Can you print each of the items below line for line, without the pictures?

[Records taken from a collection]
━━━━━━━━━━━━━━━━

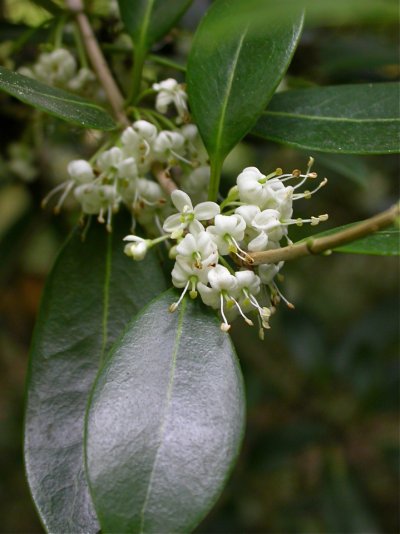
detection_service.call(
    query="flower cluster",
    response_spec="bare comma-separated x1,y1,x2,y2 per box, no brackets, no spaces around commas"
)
44,79,327,337
125,158,327,337
19,48,96,93
42,80,210,234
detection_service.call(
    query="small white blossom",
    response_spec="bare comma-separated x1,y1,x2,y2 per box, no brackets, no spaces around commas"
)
153,130,185,161
67,159,94,184
197,265,237,332
207,214,246,256
124,235,151,261
153,78,187,119
163,189,220,239
176,230,218,269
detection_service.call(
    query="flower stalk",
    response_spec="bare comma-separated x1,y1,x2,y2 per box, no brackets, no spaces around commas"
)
66,0,129,125
250,203,400,265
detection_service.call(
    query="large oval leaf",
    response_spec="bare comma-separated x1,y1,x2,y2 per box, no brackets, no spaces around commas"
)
25,216,165,534
0,66,115,130
118,0,192,50
86,291,244,534
187,0,303,165
253,82,400,154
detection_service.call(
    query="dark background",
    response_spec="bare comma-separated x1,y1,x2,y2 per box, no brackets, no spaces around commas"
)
0,2,399,534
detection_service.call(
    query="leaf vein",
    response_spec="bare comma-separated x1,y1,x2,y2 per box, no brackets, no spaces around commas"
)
215,26,249,159
140,299,186,534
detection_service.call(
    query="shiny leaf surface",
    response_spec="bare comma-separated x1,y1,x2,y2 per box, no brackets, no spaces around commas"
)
187,0,303,168
0,66,115,130
86,290,244,533
25,220,165,534
253,82,400,154
118,0,192,50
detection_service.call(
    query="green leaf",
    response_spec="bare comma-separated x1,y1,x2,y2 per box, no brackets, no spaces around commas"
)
25,216,165,533
253,82,400,154
187,0,303,171
86,290,244,534
0,66,115,130
307,223,400,256
118,0,192,50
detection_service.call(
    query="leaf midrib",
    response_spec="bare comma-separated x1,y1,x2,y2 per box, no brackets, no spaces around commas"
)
138,0,154,52
100,233,112,366
261,111,400,124
215,26,249,159
140,298,186,534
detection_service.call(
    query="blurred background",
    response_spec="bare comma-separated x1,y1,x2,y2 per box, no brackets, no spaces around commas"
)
0,0,400,534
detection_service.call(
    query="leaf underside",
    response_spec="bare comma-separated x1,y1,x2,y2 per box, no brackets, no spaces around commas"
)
86,290,244,533
0,66,115,130
187,0,303,163
252,82,400,154
24,218,165,534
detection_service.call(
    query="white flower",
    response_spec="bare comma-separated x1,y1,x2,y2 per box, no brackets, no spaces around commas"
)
121,125,152,173
124,235,151,261
235,204,261,224
153,130,185,161
197,265,237,332
258,261,284,285
136,178,164,206
132,120,157,143
67,159,94,184
207,214,246,256
96,146,124,173
176,230,218,269
163,189,219,239
121,126,142,157
169,251,212,312
236,167,267,207
252,209,287,246
153,78,187,118
235,270,271,330
74,184,102,215
115,157,138,180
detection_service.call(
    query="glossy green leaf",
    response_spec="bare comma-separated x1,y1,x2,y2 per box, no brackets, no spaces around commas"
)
253,82,400,154
86,290,244,534
25,216,165,534
118,0,192,50
304,223,400,256
187,0,303,168
0,66,115,130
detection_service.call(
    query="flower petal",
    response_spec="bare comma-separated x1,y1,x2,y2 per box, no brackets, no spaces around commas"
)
163,213,184,234
171,189,193,213
194,201,220,221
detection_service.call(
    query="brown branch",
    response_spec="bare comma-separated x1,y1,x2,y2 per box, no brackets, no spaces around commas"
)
248,204,400,265
66,0,129,125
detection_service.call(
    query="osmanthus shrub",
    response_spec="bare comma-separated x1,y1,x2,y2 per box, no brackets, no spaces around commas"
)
0,0,399,533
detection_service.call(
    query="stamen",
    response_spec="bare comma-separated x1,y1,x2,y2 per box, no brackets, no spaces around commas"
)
189,276,197,299
230,236,254,263
219,293,231,332
231,297,254,326
41,180,69,208
293,178,328,200
106,205,112,232
54,182,75,215
170,150,193,167
169,280,190,313
271,282,294,310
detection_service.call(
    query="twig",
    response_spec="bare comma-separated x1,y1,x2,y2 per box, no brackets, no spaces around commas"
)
66,0,129,125
247,204,400,265
151,163,178,195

━━━━━━━━━━━━━━━━

* **COMPLETED EXERCISE**
detection_service.call(
    query="flower cluster",
    response_spec="bare comma-separated x1,y1,x2,y2 per box, no brackets, no spaces around commas"
)
44,79,327,337
125,158,327,337
19,48,96,93
42,80,210,234
detection_service.call(
    query="small white blossom",
    response_spec="bare comma-separated x1,y1,x2,y2 per box, no brackets, no spaces around commas"
)
153,130,185,161
67,159,94,184
197,265,237,332
207,214,246,256
124,235,151,261
153,78,187,119
163,189,220,239
176,230,218,269
detection_service.call(
    query="flower stalk",
    response_spec="bare comma-separated x1,y1,x2,y2 per box, no brackets, no spaces around commas"
)
66,0,129,125
250,203,400,265
detection_service.call(
    query="large oval leaf",
    response_spec="bare comma-separated x1,y1,x2,y2 per box, no brackets, no spaces around commas"
)
25,216,165,534
0,66,115,130
118,0,192,50
86,291,244,534
187,0,303,165
253,82,400,154
detection_service.call(
    query="dark background",
    response_spec="bare comma-separated x1,y1,x2,y2 per box, no brackets, no spaces around commas"
)
0,2,399,534
detection_service.call(
    query="leaf vein",
    response_spec="bare comma-separated x1,y1,x2,y2 per box, no brackets, no spaces around commas"
)
215,26,249,159
140,299,186,534
detection_service.call(
    query="shiny leaf surface",
    response_spec="bare comma-separated x1,y1,x2,y2 per box, no brackets, no spaces around commas"
)
187,0,303,168
0,66,115,130
86,290,244,533
25,220,165,534
253,82,400,154
118,0,192,50
detection_service.call(
    query="green leaf",
    response_spec="bare comma-separated x1,y1,x2,y2 per box, no brackets, no spaces around commas"
)
25,216,165,533
253,82,400,154
187,0,303,171
86,290,244,534
0,66,115,130
307,223,400,256
118,0,192,50
detection_service.call(
    query="leaf midrib",
    response_spec="bare comma-separated x1,y1,x2,y2 per box, no brackets, no spaces around commas"
)
138,0,154,52
100,233,112,366
261,111,400,124
215,26,249,159
140,298,186,534
detection_service.call(
    query="blurred background",
    response_spec="bare comma-separated x1,y1,x2,y2 per box, no brackets, no spaces around commas"
)
0,0,400,534
detection_service.call(
    query="leaf underside",
    response_spec="bare comma-separated x1,y1,x2,y2 per box, no brackets, no spaces around commas"
)
86,290,244,533
0,66,115,130
187,0,303,163
252,82,400,154
24,218,165,534
detection_service.call(
    query="white flower",
    response_spec="bare comma-separated x1,y1,x2,y2 per box, no brackets, no spaces around commas"
)
121,125,152,173
124,235,151,261
235,204,261,224
153,130,185,161
197,265,237,332
258,261,284,285
136,178,164,206
132,120,157,143
67,159,94,184
207,214,246,256
96,146,124,173
176,230,218,269
163,189,219,239
121,126,142,157
169,251,212,312
236,167,267,207
252,209,287,246
153,78,187,118
235,270,271,330
74,184,102,215
115,157,138,180
detection_service.call(
    query="glossy green leaf",
    response_spec="bare comma-separated x1,y1,x2,y2 per box, no brackets, no spaces around commas"
)
253,82,400,154
86,290,244,534
25,216,165,534
118,0,192,50
304,223,400,256
187,0,303,168
0,66,115,130
detection_service.call(
    query="flower petal",
    response_spec="bare comma-separated x1,y1,x2,y2 per box, no brackets, no spaces around commas"
)
163,213,184,234
171,189,193,213
194,201,220,221
detection_service.call(
    query="brown branch",
    response_spec="bare comma-separated x1,y1,x2,y2 per box, no brackets, no spaces around commas"
)
248,204,400,265
66,0,129,125
detection_service.call(
    query="osmanthus shrub",
    response_spec="bare comma-separated x1,y1,x2,y2 per box, no brackets, no spaces around commas"
)
0,0,399,533
detection_service.call(
    query="stamen",
    response_spec="bare comma-separated x1,y1,x2,y2 per box, no brackets, no spaces around commas"
)
189,276,197,299
230,236,254,263
219,293,231,332
231,297,254,326
41,180,69,208
293,178,328,200
106,205,112,232
54,182,75,215
170,150,193,167
169,280,190,313
271,282,294,310
detection_service.call(
    query="twig",
    response_spec="bare comma-separated x1,y1,x2,y2 per box, no brackets, no spaces around commas"
)
66,0,129,125
247,204,400,265
151,163,178,195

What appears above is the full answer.